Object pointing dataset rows

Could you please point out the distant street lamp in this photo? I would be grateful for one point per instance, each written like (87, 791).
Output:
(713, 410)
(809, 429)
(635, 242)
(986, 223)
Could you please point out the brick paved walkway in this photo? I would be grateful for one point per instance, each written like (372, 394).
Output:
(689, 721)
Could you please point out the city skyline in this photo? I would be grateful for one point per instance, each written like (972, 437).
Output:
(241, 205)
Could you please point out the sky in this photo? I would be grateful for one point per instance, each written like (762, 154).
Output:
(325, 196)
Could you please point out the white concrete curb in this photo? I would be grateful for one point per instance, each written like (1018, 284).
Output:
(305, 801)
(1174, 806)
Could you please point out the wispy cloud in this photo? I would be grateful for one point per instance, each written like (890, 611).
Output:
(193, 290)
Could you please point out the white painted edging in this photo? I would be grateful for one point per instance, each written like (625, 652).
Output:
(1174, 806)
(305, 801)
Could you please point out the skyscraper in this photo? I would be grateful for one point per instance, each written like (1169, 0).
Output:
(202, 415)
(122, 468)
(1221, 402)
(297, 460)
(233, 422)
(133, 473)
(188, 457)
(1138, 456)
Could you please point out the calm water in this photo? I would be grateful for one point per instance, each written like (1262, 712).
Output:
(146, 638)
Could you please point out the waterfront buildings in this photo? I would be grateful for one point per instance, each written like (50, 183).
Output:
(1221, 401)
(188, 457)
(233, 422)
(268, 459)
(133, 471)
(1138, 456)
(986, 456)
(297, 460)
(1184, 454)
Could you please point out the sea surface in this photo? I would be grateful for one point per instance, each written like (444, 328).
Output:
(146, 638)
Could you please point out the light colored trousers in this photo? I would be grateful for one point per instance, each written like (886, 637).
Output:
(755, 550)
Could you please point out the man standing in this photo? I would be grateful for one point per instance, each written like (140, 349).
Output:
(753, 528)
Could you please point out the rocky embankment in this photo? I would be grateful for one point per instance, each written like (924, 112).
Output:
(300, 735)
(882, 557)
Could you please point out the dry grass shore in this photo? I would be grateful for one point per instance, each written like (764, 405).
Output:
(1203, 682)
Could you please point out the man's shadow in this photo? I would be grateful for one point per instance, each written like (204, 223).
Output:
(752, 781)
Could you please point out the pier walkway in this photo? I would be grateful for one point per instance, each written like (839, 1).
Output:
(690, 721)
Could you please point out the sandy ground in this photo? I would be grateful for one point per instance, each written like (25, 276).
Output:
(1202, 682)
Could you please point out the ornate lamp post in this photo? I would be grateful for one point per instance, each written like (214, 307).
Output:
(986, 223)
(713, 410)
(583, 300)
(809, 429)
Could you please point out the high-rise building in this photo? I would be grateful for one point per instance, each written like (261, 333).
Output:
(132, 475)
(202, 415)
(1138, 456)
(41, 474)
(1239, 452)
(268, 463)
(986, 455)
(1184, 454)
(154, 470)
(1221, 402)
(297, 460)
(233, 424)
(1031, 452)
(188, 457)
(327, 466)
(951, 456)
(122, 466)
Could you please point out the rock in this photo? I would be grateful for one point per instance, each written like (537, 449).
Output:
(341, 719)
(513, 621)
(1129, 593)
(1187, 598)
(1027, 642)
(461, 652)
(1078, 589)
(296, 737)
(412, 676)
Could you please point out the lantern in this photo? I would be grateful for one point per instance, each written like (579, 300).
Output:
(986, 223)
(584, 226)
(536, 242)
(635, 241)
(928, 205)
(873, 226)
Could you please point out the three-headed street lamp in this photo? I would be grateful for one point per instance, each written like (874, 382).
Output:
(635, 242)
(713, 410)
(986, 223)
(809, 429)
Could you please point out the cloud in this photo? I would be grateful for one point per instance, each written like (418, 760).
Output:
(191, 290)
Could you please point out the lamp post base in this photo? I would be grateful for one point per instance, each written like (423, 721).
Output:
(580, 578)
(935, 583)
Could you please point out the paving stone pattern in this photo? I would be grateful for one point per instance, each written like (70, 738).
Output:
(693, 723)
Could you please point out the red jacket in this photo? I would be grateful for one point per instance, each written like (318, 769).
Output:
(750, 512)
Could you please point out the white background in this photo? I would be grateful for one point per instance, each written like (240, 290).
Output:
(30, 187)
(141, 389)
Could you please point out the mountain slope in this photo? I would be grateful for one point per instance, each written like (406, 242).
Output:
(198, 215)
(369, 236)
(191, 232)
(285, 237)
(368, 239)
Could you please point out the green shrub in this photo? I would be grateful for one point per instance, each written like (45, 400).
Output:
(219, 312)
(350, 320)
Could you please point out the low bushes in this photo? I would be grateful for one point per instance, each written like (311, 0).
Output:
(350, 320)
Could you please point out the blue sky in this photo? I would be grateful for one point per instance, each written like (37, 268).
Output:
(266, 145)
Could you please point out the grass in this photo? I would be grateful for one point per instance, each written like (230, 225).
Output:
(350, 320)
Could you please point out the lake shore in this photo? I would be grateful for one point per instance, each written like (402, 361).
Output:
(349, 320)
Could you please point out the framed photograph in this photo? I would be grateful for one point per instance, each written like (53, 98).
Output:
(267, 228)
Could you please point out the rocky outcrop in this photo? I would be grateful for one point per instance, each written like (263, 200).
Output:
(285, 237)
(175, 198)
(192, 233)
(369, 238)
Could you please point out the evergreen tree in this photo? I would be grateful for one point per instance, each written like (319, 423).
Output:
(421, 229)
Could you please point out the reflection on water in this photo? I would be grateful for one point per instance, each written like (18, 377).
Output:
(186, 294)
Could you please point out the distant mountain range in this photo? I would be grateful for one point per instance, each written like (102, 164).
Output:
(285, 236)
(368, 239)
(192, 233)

Your goal >>
Repeat, exactly and only, the lines above from the one containing "Could you please point out the lake" through the end of the material.

Finished task >>
Could you please point out the lake shore in this photo? I would be grateful for one point per instance, each written like (402, 361).
Output:
(349, 320)
Could you please point out the framed photograph in this photo? I would be grateful for one point per instance, each written like (53, 98).
Output:
(267, 228)
Could you please point out the rocky outcrop in this photo? I would be grateful for one point per instance, each written like (263, 200).
Output:
(285, 237)
(175, 198)
(192, 233)
(369, 238)
Could you please point out the evergreen tree in this photo? I would be grateful for one point per instance, each written like (319, 423).
Output:
(421, 229)
Could you please point out the reflection on water in this photo? I would be grateful for one point per instance, each written like (18, 377).
Output:
(186, 294)
Could you please point out the distant mountain range in this photo? I would be grateful for one point per instance, each written like (102, 164).
Output:
(285, 236)
(368, 239)
(192, 233)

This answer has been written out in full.